What is expected. For this exercise, the lines from the one with "Query: pale sky" through the final line of the data below are to be transcribed exactly, and pictures are to be skipped.

Image-grounded pointing data:
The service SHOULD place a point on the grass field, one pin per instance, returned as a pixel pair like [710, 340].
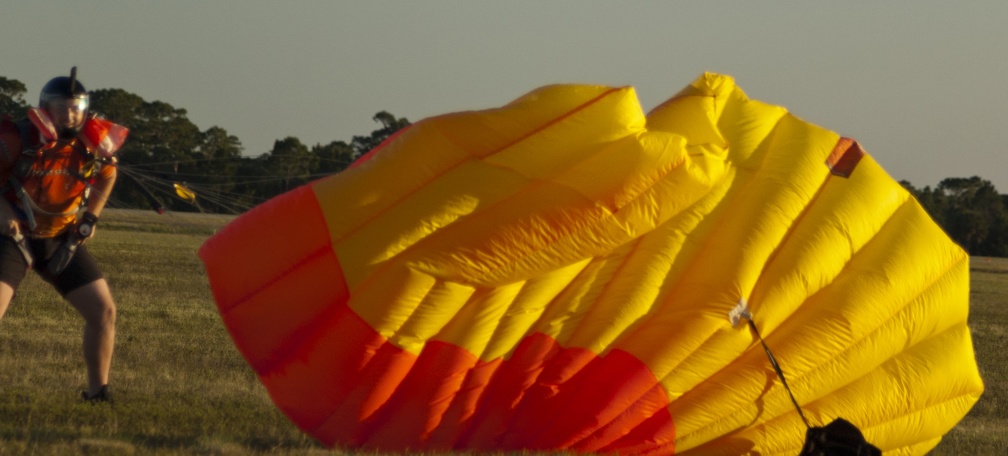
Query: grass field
[181, 387]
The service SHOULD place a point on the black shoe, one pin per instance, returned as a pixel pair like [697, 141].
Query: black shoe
[103, 395]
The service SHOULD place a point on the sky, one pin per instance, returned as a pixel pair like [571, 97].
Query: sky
[920, 85]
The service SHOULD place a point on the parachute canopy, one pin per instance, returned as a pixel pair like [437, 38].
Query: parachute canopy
[558, 272]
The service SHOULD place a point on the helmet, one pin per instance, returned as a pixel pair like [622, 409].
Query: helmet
[66, 92]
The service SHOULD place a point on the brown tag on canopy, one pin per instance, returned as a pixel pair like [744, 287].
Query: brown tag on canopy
[845, 156]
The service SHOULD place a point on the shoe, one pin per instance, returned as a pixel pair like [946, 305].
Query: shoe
[103, 395]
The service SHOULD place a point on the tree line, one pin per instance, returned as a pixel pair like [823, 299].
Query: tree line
[165, 150]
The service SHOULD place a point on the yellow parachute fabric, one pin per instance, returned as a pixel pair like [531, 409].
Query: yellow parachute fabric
[558, 272]
[184, 193]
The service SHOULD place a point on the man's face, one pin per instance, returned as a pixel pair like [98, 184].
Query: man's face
[68, 113]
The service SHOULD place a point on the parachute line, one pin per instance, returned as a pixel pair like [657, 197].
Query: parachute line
[740, 312]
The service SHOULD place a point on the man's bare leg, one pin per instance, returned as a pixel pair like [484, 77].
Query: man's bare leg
[94, 303]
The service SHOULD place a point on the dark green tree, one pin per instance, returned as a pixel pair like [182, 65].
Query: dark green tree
[389, 125]
[974, 215]
[291, 162]
[332, 157]
[12, 98]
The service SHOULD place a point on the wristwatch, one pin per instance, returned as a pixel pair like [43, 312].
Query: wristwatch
[87, 225]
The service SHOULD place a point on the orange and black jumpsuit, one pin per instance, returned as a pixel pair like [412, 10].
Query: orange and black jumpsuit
[48, 185]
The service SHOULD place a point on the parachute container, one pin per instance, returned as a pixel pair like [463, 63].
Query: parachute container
[557, 273]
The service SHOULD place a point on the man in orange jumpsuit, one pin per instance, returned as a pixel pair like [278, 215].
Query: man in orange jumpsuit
[55, 180]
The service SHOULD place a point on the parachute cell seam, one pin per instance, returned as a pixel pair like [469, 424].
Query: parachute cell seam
[283, 273]
[591, 224]
[799, 381]
[447, 169]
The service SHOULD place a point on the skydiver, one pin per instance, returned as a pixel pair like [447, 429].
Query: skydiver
[54, 187]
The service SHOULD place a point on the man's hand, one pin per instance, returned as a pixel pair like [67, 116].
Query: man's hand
[10, 227]
[86, 226]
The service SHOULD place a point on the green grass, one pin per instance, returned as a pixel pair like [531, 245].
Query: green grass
[181, 387]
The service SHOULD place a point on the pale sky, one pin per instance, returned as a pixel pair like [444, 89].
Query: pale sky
[919, 84]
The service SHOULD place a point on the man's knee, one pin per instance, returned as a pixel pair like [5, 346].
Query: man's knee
[95, 304]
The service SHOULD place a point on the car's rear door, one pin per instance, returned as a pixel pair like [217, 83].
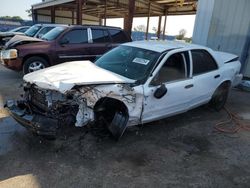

Answer to this exercise.
Query: pale sky
[919, 84]
The service SHOULD place a point on the man's knee, one pin per instance, returned as a pixel pair like [5, 346].
Query: man's knee
[95, 304]
The service SHOULD place a point on the car's rear door, one pin per instance, returned as a pixel pair like [217, 83].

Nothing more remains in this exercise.